■ **Stated task**:
Rescale the listing below from the line containing "Step-by-step: (a) view the image above; (b) identify each man's" through the end, repeating each of those lines with the requests left as they are and every box coordinate in the answers multiplied by 2.6 and rounded to the nearest whole number, halves going up. Output only those lines.
———
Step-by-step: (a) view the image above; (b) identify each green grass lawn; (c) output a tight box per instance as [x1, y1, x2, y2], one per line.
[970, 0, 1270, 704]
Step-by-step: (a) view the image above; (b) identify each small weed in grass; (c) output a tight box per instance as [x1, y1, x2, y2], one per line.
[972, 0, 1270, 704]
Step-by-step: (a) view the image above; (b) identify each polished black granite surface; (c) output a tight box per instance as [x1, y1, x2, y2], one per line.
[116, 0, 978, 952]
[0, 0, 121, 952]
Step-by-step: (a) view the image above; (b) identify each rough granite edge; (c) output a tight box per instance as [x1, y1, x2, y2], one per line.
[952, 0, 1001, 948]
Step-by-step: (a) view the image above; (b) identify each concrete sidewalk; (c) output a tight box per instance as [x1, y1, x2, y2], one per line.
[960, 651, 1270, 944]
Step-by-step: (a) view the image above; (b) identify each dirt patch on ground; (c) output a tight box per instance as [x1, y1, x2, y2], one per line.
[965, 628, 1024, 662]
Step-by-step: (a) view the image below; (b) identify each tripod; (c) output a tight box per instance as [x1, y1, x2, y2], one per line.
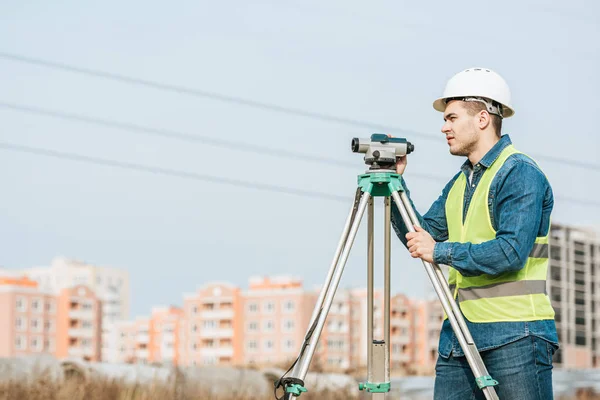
[275, 168, 498, 400]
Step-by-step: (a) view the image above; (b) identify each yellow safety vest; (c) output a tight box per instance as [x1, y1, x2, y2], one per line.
[446, 145, 554, 322]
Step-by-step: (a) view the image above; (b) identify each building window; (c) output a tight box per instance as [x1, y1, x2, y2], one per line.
[283, 300, 296, 312]
[283, 319, 294, 332]
[31, 298, 42, 313]
[264, 320, 273, 332]
[248, 340, 258, 351]
[15, 317, 27, 331]
[263, 301, 275, 313]
[202, 357, 217, 365]
[46, 299, 55, 313]
[283, 339, 294, 351]
[31, 336, 43, 351]
[31, 318, 42, 332]
[44, 338, 54, 353]
[15, 335, 27, 350]
[265, 339, 274, 351]
[202, 321, 217, 329]
[17, 297, 27, 311]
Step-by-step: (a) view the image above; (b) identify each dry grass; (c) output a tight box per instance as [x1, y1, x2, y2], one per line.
[0, 378, 354, 400]
[0, 378, 600, 400]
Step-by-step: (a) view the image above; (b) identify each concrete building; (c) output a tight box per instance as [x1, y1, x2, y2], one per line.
[0, 273, 57, 357]
[548, 224, 600, 368]
[56, 285, 102, 361]
[180, 283, 243, 365]
[19, 257, 130, 362]
[148, 307, 183, 365]
[240, 277, 317, 366]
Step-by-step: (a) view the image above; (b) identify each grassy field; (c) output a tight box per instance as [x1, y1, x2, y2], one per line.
[0, 379, 600, 400]
[0, 379, 356, 400]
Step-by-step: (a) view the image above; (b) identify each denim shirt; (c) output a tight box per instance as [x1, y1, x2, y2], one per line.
[392, 135, 558, 357]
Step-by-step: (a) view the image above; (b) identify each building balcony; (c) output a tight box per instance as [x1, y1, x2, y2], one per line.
[69, 309, 96, 319]
[135, 333, 150, 344]
[199, 329, 233, 338]
[69, 346, 94, 357]
[390, 317, 410, 328]
[69, 328, 95, 338]
[135, 349, 150, 360]
[391, 352, 410, 363]
[200, 309, 234, 319]
[200, 347, 233, 357]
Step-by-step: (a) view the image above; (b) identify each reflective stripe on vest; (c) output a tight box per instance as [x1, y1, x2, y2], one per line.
[446, 145, 554, 322]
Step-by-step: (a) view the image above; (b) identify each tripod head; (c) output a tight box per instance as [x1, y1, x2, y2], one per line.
[351, 133, 415, 170]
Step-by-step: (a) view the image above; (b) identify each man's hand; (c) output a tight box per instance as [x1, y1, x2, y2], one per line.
[406, 226, 435, 263]
[396, 156, 407, 175]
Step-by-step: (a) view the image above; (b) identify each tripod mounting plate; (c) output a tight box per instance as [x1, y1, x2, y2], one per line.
[358, 170, 404, 197]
———
■ **The result**:
Step-by-step: (a) view the image above; (b) identify each man's hand; (c) output a tight box per instance as [x1, y1, x2, y2], one per line.
[1056, 588, 1131, 684]
[1030, 406, 1058, 455]
Step-by-step: (a) view the image above; (b) identify each tripod mounting plate; (c) output a tight box per instance as [x1, y1, x2, y2], one per line.
[931, 442, 1050, 512]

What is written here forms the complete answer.